## START

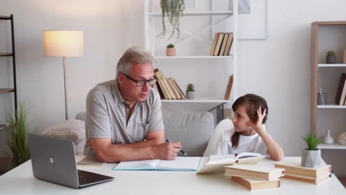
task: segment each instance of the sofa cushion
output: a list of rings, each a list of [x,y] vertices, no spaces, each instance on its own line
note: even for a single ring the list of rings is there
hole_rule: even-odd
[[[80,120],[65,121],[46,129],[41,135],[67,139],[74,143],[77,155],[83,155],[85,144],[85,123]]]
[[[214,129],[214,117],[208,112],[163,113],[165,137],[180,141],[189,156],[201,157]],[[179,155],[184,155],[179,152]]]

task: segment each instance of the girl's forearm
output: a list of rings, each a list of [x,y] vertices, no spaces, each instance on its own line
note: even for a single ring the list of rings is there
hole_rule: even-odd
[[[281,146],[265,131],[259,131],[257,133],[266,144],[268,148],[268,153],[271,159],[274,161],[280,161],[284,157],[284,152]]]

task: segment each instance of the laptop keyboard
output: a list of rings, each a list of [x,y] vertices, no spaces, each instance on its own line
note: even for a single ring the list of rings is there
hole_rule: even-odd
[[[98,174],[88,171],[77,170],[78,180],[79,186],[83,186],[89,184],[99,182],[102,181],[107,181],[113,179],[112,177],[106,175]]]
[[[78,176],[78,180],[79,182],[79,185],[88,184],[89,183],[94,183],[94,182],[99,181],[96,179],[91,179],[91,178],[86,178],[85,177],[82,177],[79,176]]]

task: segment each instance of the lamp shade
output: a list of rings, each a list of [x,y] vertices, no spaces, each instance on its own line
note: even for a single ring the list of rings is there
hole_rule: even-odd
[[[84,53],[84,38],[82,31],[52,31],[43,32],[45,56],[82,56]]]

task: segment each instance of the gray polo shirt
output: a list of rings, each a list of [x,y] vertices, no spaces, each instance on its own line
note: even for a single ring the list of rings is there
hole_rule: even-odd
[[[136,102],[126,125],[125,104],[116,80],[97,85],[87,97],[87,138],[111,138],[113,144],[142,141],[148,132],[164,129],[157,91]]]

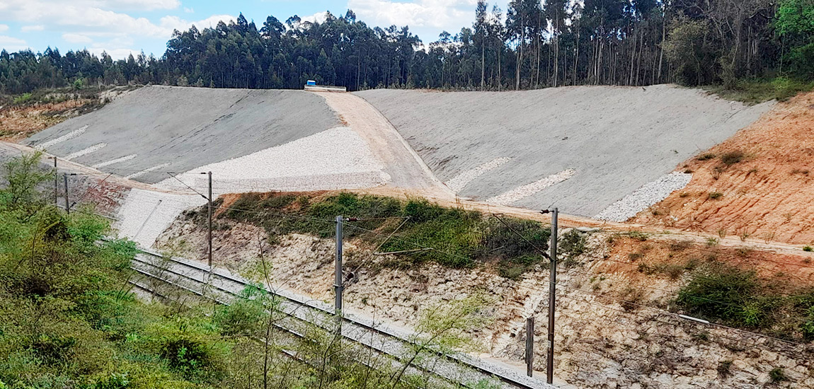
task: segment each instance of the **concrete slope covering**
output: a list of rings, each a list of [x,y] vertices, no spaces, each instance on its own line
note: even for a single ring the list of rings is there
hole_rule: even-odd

## END

▸ Task directions:
Reproduce the data word for word, from the line containing "task: segment each instance of the girl's" through the end of the data, including both ends. Omit the pictures from your answer.

▸ Solution:
task: segment each instance of the girl's forearm
output: a list of rings, each a list of [x,y] vertices, no spaces, each instance on its own line
note: even for a single ring the list of rings is there
hole_rule: even-odd
[[[281,146],[265,131],[259,131],[257,133],[266,144],[268,148],[268,153],[271,159],[274,161],[280,161],[284,157],[284,152]]]

task: segment each instance of the laptop keyboard
output: a list of rings, each a list of [x,y] vertices, no spaces, each instance on its own line
note: even for a single ring the list of rings is there
hole_rule: even-odd
[[[98,174],[88,171],[77,170],[78,180],[79,186],[83,186],[89,184],[99,182],[102,181],[107,181],[113,179],[112,177],[106,175]]]
[[[78,176],[78,180],[79,182],[79,185],[88,184],[89,183],[94,183],[94,182],[99,181],[96,179],[91,179],[91,178],[86,178],[85,177],[82,177],[79,176]]]

task: segment each instance of the lamp shade
output: a list of rings, each a list of [x,y] vertices, no spaces, each instance on its own line
note: even for a single ring the list of rings is there
hole_rule: even-odd
[[[84,53],[84,38],[82,31],[52,31],[43,32],[45,56],[82,56]]]

task: segment each instance of the gray polo shirt
output: a list of rings, each a list of [x,y] vertices, no spaces, each instance on its own line
note: even for a single ring the list of rings is there
hole_rule: even-odd
[[[136,102],[126,125],[125,104],[116,80],[97,85],[87,97],[87,138],[111,138],[113,144],[142,141],[148,132],[164,129],[157,91]]]

task: segment each instance of the **concrete slope covering**
output: a list of rings, each a list of [x,y] vertices, no spaces, each instance on its own line
note: even for a single ring the list of rings is there
hole_rule: even-odd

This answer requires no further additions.